## Work instruction:
Set the data down again, word for word, as it appears below.

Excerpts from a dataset
▬▬▬▬▬▬

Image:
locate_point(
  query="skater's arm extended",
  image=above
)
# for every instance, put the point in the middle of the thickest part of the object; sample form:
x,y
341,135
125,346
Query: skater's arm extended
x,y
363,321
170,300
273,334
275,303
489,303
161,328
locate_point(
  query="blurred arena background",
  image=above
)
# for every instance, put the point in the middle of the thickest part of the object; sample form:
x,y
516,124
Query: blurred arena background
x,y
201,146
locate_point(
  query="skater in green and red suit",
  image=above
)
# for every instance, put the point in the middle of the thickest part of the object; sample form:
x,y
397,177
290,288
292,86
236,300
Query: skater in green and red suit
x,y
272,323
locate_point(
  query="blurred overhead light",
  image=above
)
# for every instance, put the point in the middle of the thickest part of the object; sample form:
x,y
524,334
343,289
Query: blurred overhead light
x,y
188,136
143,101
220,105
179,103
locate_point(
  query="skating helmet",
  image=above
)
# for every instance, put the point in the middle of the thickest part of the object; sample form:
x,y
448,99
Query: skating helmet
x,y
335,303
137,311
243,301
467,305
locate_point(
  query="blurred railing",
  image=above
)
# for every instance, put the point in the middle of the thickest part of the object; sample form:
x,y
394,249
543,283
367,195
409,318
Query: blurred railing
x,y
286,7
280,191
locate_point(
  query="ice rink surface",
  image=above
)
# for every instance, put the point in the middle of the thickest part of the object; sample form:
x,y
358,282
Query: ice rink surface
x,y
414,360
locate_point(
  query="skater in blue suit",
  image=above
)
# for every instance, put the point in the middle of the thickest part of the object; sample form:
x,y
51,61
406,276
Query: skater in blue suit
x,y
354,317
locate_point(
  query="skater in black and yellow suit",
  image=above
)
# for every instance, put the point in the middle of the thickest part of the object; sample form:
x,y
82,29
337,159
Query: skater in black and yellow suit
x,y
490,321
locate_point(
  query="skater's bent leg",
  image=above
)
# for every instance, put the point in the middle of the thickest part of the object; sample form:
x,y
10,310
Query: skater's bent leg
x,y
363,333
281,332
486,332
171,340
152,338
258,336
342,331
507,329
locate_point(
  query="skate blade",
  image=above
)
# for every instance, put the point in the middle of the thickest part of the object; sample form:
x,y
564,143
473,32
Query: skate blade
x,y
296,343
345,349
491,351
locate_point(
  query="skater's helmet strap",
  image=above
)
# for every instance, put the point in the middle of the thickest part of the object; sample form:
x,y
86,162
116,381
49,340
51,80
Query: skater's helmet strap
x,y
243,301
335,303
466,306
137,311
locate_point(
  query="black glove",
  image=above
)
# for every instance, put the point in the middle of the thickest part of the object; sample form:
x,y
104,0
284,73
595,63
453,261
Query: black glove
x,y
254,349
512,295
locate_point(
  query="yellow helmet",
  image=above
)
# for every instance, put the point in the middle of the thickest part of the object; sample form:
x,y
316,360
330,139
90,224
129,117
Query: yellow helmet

▬▬▬▬▬▬

## Solution to the exercise:
Image:
locate_point(
  query="skater's arm extended",
  image=above
)
# for every instance, put the point in the middle of the thickest part of the object; sample form:
x,y
341,135
125,346
Query: skater's arm extended
x,y
363,321
170,300
273,334
275,303
489,303
161,328
locate_point(
  query="blurred arena background",
  image=above
)
# for every instance, put the point in the middle of the thickest part of the object; sample form:
x,y
516,124
Query: blurred arena background
x,y
201,146
locate_point(
  query="skater in green and red suit",
  image=above
)
# for every instance, put the point in the middle of the thickest part of the object; sample form:
x,y
397,177
290,288
292,86
236,300
Query: skater in green and red suit
x,y
272,323
locate_point(
  query="blurred overhead light",
  image=above
)
# for every instance, put the point in the middle of the thickest part of the object; sample form:
x,y
524,334
343,289
Query: blurred overhead light
x,y
188,136
143,101
220,105
179,103
locate_point(
  query="skating helmet",
  image=above
)
# for every instance, put the point in the middle of the thickest part of the object; sample form:
x,y
448,99
Query: skating helmet
x,y
335,303
137,311
243,301
467,305
locate_point(
  query="blurred railing",
  image=above
)
# for every instance, put the point in the middle of the thickest part of the object; sample form:
x,y
394,249
543,283
367,195
409,318
Query: blurred railing
x,y
286,7
280,191
locate_point(
  query="ice rink surface",
  image=above
)
# for every instance, put the point in the middle of the thickest part of the object; sample form:
x,y
358,282
Query: ice rink surface
x,y
414,360
locate_point(
  query="skater in blue suit",
  image=above
)
# for every instance, put the point in the middle of the thickest part of the object; sample form:
x,y
51,61
406,276
Query: skater in blue suit
x,y
354,317
locate_point(
  query="skater in black and yellow suit",
  image=above
)
# for every instance, put the point in the middle of the thickest part of the object; sample form:
x,y
82,29
337,159
Query: skater in black and yellow suit
x,y
490,321
locate_point(
  query="skater's bent leg",
  image=above
)
# for every instance, put the point in the middle of the thickest part of the object; sample form:
x,y
10,310
Query: skater's bent leg
x,y
363,333
281,332
486,332
171,340
152,338
258,336
342,331
507,329
locate_point(
  query="skate blade",
  image=above
)
# for every instance, put the point in the middle of the thickest part of the object; sample form:
x,y
564,143
473,32
Query: skate blade
x,y
296,343
345,349
491,351
locate_point(
  query="skater's helmet strap",
  image=above
)
# for every instance, put the point in the middle of the thickest part of the object; sample form:
x,y
86,162
116,381
49,340
51,80
Query: skater's helmet strap
x,y
243,301
335,303
466,306
137,311
locate_point(
  query="black glove",
  image=above
)
# for every instance, put the point in the middle of the thickest part of the object; sample form:
x,y
104,0
284,73
595,63
453,261
Query: black glove
x,y
254,349
512,295
locate_point(
  query="yellow helmet",
  image=above
)
# for every instance, put the point in the middle of the thickest part of the object; sample form:
x,y
316,360
330,139
90,224
129,117
Query: yellow helmet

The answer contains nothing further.